(题目详情) 把下面所有记录一字不改地照抄一遍。

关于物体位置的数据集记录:
□ □ □ □ □ □ □

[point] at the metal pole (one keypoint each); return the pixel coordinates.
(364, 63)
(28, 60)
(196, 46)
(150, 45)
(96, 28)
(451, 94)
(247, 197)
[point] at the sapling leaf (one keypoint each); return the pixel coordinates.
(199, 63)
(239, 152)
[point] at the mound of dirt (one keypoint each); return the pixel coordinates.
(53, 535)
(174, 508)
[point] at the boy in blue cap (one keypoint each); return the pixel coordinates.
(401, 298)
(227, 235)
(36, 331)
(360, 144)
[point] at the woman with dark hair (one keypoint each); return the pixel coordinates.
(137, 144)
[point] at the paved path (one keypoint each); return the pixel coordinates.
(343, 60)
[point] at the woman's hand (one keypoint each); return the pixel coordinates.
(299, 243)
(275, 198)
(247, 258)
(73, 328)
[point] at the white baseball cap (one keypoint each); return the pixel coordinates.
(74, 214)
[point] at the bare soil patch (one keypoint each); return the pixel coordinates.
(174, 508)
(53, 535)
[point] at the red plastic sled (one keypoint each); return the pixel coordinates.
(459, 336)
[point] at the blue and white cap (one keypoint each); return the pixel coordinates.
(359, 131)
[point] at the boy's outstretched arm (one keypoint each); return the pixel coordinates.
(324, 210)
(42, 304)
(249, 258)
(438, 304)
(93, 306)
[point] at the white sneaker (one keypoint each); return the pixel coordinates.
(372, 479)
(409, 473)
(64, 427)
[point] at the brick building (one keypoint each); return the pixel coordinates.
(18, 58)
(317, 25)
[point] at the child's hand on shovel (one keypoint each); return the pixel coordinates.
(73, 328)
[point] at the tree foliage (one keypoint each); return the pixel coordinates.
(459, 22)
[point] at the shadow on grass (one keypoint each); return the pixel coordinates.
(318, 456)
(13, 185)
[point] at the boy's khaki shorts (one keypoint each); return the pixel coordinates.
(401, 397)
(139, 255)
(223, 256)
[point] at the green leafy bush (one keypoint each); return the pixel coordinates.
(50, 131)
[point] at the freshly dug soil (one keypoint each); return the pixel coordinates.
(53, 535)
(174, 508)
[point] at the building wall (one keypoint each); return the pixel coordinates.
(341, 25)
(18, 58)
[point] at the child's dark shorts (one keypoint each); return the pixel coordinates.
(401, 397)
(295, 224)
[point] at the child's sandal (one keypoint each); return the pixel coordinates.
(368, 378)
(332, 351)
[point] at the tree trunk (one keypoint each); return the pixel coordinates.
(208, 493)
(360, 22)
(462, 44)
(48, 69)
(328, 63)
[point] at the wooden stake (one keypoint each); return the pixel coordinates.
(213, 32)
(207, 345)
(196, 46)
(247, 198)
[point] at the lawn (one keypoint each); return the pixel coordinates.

□ □ □ □ □ □ □

(本题解答)
[point] at the metal pole (one keypoint each); return the pixel coordinates.
(364, 63)
(28, 60)
(196, 46)
(150, 45)
(96, 28)
(451, 94)
(247, 197)
[point] at the sapling leaf (one keypoint each); return the pixel coordinates.
(199, 63)
(239, 152)
[point] at the mound of dirt (one keypoint each); return the pixel coordinates.
(53, 535)
(174, 508)
[point] at the boy in blue cap (one keypoint each); return the pixel coordinates.
(401, 298)
(227, 235)
(36, 331)
(360, 144)
[point] at the woman with dark hair (one keypoint each); return the pixel coordinates.
(137, 144)
[point] at the paved path (one keypoint each); return the pixel coordinates.
(343, 60)
[point] at the woman's hand (one keypoint each); return the pixel coordinates.
(299, 243)
(275, 198)
(247, 258)
(73, 328)
[point] at the white baseball cap (one keypoint each); return the pixel coordinates.
(74, 214)
[point] at the bare soil patch (one keypoint each); return the pixel coordinates.
(174, 508)
(53, 535)
[point] at the red plastic sled (one keypoint each); return the pixel coordinates.
(459, 336)
[point] at the blue and white cap (one keypoint each); return the pixel coordinates.
(359, 131)
[point] at the boy's outstretched arm (one keypoint each); return the pixel coordinates.
(324, 210)
(42, 304)
(249, 258)
(438, 304)
(93, 306)
[point] at the white sneaker (one keypoint each); return the pixel coordinates.
(372, 479)
(409, 473)
(64, 427)
[point] at the brick building (one keypoint each); return the pixel coordinates.
(18, 58)
(317, 25)
[point] at the child's hand on shovel (one keypoint each); return the pixel coordinates.
(73, 328)
[point] at the tree foliage (one keypoint each); return the pixel coordinates.
(459, 22)
[point] at the shadow on grass (one keypoint each); return the pixel coordinates.
(318, 456)
(13, 185)
[point] at the boy's khaki shorts (one keypoint each); return the pixel coordinates.
(401, 397)
(139, 255)
(223, 256)
[point] at the green leafy bush (one keypoint each); return the pixel coordinates.
(50, 131)
[point] at the freshly dug soil (one keypoint each); return the pixel coordinates.
(53, 535)
(174, 508)
[point] at the building wall (one keypoint each); return the pixel coordinates.
(341, 25)
(18, 58)
[point] at the child's dark shorts (one keypoint each); return the pixel coordinates.
(401, 397)
(295, 224)
[point] at the child's sandal (one keypoint each); return the pixel coordinates.
(368, 378)
(332, 351)
[point] at the tree trunk (one keypoint each); return the pixel coordinates.
(208, 493)
(360, 22)
(462, 44)
(48, 69)
(328, 63)
[point] at the wooden stake (one keypoint each); return the pixel coordinates.
(213, 32)
(207, 345)
(196, 46)
(247, 198)
[point] at the lawn (one keypoint each); return the pixel coordinates.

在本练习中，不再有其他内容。